Instruction - Filter the records below down to every line that contains the string "kitchen". Treat uppercase and lowercase letters as different.

Items from a data source -

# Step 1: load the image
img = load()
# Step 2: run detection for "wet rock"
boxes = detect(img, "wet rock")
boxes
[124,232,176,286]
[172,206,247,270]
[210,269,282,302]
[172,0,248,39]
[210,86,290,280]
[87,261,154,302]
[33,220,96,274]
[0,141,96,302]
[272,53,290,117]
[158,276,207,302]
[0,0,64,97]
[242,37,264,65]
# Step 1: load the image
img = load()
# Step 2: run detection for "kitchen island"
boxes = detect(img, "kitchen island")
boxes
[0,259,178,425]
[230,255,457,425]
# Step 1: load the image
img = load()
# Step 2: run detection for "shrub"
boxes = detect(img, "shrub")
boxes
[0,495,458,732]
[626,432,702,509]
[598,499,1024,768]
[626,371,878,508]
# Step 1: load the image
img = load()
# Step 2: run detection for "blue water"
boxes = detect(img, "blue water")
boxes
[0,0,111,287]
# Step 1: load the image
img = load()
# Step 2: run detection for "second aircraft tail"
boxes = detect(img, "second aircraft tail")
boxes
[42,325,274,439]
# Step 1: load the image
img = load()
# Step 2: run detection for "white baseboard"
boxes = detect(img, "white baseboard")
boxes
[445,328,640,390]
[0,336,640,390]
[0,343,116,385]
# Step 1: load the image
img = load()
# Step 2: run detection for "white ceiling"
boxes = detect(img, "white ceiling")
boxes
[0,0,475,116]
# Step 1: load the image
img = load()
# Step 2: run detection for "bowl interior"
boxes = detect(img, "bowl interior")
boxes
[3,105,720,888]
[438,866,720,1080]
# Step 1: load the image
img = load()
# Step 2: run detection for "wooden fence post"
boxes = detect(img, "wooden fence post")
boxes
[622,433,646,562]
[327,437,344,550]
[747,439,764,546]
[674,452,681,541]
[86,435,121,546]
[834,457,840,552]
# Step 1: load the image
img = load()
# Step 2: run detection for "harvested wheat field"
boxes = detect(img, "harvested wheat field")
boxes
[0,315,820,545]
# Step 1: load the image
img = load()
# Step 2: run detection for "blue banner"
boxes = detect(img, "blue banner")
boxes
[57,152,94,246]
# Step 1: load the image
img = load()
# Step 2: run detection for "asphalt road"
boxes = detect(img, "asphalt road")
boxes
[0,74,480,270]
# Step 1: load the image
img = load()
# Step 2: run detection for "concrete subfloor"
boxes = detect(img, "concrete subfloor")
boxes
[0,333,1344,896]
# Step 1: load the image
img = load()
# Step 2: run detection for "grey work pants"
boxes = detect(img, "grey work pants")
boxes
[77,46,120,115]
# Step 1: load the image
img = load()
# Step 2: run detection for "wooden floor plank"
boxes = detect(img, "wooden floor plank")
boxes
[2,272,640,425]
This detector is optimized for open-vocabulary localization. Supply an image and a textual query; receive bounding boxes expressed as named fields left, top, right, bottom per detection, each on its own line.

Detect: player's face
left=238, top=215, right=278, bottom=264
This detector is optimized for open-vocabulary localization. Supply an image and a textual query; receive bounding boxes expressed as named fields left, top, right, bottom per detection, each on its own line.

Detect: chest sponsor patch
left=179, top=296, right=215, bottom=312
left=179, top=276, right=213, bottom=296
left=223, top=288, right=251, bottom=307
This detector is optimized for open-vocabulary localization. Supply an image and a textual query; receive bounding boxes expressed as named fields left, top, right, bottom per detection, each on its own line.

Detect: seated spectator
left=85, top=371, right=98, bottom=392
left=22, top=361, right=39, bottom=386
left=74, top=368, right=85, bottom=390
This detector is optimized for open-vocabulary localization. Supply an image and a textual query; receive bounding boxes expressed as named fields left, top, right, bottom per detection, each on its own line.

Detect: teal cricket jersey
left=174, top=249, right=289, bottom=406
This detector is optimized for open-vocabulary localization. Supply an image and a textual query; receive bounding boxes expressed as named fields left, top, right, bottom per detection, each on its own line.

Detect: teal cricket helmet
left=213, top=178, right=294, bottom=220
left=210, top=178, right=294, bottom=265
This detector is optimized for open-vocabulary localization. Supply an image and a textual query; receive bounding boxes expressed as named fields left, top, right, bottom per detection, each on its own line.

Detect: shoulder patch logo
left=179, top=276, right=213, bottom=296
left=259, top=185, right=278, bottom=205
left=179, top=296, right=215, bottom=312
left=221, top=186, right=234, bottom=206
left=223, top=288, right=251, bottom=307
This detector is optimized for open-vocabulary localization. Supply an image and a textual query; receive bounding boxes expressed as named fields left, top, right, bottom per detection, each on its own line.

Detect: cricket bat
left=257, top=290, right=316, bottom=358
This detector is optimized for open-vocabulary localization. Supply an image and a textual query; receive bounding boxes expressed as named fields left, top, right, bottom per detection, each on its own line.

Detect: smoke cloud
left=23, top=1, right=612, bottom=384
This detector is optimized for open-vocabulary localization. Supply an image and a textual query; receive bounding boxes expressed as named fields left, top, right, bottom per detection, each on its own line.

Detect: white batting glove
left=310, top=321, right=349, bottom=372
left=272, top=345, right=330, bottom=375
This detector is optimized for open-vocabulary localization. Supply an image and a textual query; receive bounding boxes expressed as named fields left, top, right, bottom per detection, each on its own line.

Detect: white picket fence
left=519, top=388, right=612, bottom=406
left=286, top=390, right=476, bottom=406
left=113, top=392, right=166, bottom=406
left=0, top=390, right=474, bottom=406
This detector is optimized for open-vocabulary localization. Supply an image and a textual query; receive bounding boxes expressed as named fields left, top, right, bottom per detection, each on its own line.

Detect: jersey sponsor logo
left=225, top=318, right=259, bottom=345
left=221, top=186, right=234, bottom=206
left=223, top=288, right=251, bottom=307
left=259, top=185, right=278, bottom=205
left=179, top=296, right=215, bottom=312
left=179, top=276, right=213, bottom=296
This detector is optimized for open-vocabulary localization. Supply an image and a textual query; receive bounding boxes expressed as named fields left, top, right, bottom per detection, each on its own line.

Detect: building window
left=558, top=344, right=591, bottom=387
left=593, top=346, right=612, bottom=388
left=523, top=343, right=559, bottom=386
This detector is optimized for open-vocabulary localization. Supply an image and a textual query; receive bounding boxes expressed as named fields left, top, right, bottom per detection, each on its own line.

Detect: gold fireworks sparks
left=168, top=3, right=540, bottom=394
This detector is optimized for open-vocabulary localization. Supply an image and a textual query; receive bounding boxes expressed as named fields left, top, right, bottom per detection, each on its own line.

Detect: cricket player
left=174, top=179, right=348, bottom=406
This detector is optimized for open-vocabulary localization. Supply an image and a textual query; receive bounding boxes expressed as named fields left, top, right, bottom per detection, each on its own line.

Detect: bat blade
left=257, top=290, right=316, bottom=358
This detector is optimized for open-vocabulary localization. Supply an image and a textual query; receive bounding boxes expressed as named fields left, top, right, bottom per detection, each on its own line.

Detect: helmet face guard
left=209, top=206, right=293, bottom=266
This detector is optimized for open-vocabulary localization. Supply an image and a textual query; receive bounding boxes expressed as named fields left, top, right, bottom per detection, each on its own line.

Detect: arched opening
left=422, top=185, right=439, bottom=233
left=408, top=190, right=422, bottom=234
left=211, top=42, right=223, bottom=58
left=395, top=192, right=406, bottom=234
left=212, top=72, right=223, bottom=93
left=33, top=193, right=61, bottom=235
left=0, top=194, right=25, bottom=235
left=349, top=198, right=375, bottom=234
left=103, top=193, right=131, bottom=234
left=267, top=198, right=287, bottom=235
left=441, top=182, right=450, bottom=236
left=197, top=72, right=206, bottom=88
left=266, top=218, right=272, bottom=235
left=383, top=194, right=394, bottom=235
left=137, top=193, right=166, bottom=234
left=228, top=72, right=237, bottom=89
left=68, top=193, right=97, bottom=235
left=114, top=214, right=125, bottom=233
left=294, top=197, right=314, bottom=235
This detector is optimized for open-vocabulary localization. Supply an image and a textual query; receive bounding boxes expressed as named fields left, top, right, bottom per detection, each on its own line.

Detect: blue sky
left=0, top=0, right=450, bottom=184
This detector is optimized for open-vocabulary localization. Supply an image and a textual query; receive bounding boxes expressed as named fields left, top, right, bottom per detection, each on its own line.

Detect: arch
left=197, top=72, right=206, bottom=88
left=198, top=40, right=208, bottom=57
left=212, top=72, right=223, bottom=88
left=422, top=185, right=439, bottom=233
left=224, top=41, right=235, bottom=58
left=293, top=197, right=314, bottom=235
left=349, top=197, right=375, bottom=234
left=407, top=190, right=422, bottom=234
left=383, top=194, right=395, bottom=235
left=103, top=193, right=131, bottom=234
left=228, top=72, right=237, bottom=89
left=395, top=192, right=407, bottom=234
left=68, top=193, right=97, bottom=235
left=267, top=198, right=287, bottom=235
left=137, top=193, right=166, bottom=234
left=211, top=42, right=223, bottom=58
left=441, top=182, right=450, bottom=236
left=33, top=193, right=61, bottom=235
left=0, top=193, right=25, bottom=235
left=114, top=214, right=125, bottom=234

Task result -
# Step 2: run detection for "kitchen island"
boxes = detect(img, "kitchen island")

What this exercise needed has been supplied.